### Task statement
Copy each of the entries below word for word, keeping every line in its original order.

### Data excerpts
§
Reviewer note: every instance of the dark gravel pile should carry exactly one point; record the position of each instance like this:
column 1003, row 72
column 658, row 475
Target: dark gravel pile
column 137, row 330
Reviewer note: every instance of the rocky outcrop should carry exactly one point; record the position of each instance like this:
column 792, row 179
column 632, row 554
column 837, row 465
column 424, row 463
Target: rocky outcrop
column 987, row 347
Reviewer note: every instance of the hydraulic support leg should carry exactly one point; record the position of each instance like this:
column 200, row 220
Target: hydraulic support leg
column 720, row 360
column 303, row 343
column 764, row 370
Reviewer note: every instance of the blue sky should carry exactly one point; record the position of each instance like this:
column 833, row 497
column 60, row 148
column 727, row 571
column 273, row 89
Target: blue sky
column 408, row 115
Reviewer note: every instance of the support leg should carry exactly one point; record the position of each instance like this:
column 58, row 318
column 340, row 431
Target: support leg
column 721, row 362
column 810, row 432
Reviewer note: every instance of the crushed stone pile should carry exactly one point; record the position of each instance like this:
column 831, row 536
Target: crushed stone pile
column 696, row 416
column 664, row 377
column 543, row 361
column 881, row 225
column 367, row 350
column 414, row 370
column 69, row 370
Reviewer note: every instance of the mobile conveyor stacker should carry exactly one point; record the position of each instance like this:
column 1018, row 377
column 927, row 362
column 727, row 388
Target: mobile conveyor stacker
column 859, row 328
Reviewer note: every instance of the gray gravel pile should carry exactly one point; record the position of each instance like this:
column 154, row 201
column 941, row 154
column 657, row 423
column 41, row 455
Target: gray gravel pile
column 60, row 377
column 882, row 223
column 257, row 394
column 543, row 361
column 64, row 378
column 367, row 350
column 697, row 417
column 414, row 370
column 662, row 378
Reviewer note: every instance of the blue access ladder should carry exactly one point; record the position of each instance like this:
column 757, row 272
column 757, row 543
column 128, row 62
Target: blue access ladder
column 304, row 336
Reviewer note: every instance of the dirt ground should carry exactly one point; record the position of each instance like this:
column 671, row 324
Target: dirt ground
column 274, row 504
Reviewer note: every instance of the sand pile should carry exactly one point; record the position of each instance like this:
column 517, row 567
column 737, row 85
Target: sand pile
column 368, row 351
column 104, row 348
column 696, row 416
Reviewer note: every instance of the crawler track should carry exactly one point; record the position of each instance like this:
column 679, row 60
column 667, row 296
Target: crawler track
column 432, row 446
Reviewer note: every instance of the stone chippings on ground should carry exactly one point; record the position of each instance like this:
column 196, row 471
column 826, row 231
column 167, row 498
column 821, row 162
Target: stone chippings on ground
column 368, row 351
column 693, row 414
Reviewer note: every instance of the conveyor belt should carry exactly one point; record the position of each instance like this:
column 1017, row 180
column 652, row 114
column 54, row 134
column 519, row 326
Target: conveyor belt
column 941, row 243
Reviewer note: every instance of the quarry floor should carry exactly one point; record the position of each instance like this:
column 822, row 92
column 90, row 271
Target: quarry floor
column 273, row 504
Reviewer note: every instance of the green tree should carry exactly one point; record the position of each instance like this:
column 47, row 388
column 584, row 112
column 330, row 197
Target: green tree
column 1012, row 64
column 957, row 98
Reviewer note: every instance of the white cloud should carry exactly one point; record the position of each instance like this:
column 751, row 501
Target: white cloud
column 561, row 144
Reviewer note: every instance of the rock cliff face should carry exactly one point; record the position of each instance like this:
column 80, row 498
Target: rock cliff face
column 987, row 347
§
### Final result
Reviewer note: every instance of the dark gravel pile should carry exactly one point; record the position of each instance like this:
column 1003, row 72
column 658, row 475
Target: dark gravel pile
column 137, row 330
Reviewer note: every instance of the rocky outcrop should carry exactly one point; record the position of each instance like this:
column 792, row 179
column 632, row 554
column 837, row 465
column 424, row 463
Target: rocky outcrop
column 987, row 347
Reviewer note: every instance of the hydraulic support leg should carry exactly one point; record the position of each instance like this:
column 200, row 220
Target: hydraulic support leg
column 720, row 360
column 303, row 343
column 764, row 370
Reviewer note: every instance of the blue sky should carry exactly one point; record the position of each instance like this:
column 833, row 497
column 60, row 148
column 727, row 571
column 273, row 89
Target: blue sky
column 408, row 115
Reviewer note: every instance of the support leg should carry exactly one point; record the position of each instance like this:
column 58, row 318
column 340, row 431
Target: support leg
column 721, row 362
column 810, row 432
Reviewer note: every instance of the crushed stone pile should carry exactly one point; record the position of each instance like this:
column 831, row 536
Target: crushed stone pile
column 696, row 416
column 664, row 377
column 543, row 361
column 881, row 225
column 367, row 350
column 414, row 370
column 69, row 370
Reviewer note: every instance of the mobile conveyor stacker should carry exactly one point; record the position of each instance like this:
column 1018, row 377
column 927, row 362
column 727, row 388
Target: mobile conveyor stacker
column 859, row 328
Reviewer note: every instance of the gray gravel pile should carry exactly one point; record the position of each instance like this:
column 154, row 201
column 941, row 154
column 657, row 423
column 41, row 455
Target: gray gravel pile
column 60, row 377
column 882, row 223
column 257, row 394
column 543, row 361
column 64, row 378
column 367, row 350
column 697, row 417
column 414, row 370
column 662, row 378
Reviewer note: every instance of the blue access ladder should carry exactly one point; record the position of each instance like this:
column 757, row 272
column 757, row 543
column 128, row 62
Target: blue access ladder
column 304, row 336
Reviewer note: every instance of the dirt ground should carry exactly one point; record the position of each instance like this:
column 671, row 324
Target: dirt ground
column 274, row 504
Reviewer note: every instance of the sand pile should carry exactly one point; record the position of each instance like this:
column 517, row 567
column 737, row 85
Target: sand pile
column 368, row 351
column 104, row 348
column 696, row 416
Reviewer note: every instance of the crawler track should carry exactly one point; record the position of each instance like this:
column 679, row 60
column 667, row 296
Target: crawler track
column 432, row 446
Reviewer note: every instance of the stone chippings on ground should carry exactly one point; record the position of each instance like this:
column 196, row 471
column 826, row 231
column 167, row 498
column 821, row 162
Target: stone chippings on ground
column 368, row 351
column 693, row 414
Reviewer note: every instance of the conveyor belt should carry exactly one point; record the position of each instance like this:
column 1017, row 180
column 652, row 114
column 54, row 134
column 519, row 326
Target: conveyor belt
column 941, row 243
Reviewer note: every instance of the quarry floor should carry exactly one point; record the position of each instance like this:
column 822, row 92
column 90, row 271
Target: quarry floor
column 273, row 504
Reviewer note: every instance of the green tree should carry exactly one point; record the position of each instance like this:
column 47, row 388
column 584, row 112
column 330, row 197
Target: green tree
column 1012, row 64
column 957, row 98
Reviewer note: every instance of the white cloud should carry exactly one point; record the position of each instance like this:
column 751, row 501
Target: white cloud
column 561, row 144
Reviewer note: every instance of the rock cliff face should carry exactly one point; record the position of each instance like this:
column 80, row 498
Target: rock cliff face
column 987, row 347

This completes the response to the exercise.